Segment Start: SUPPLIED ENTRIES

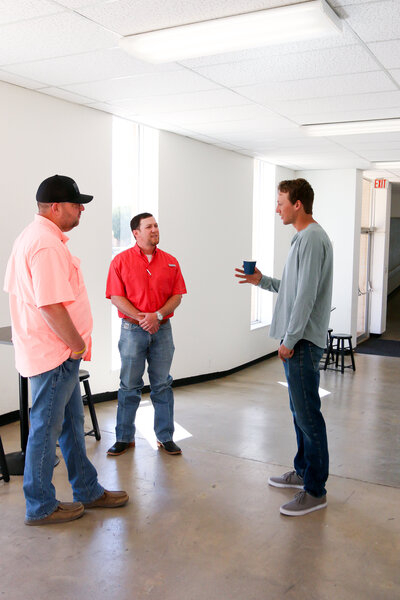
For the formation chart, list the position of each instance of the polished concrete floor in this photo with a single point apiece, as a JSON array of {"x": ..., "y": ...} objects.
[{"x": 205, "y": 525}]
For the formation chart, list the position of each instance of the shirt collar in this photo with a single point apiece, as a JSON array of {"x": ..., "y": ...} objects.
[
  {"x": 141, "y": 253},
  {"x": 51, "y": 227}
]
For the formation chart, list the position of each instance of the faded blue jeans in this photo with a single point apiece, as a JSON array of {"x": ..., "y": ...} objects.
[
  {"x": 312, "y": 460},
  {"x": 135, "y": 347},
  {"x": 57, "y": 414}
]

Segment End: SUPPLIED ENTRIES

The line containing "of the shirt" marks where to begin; copy it and every later line exactly, through the end of the data.

For the formation chart, list the position of each instance of the shirt collar in this photo with a single point apiece, as a JSON array of {"x": ..., "y": ...} objects.
[
  {"x": 141, "y": 253},
  {"x": 51, "y": 227}
]
For the formation chart, list the position of each instance of the faded blue jeans in this photo with a single point apiece, as a JSON array of {"x": ..., "y": ...} objects.
[
  {"x": 312, "y": 460},
  {"x": 135, "y": 347},
  {"x": 57, "y": 414}
]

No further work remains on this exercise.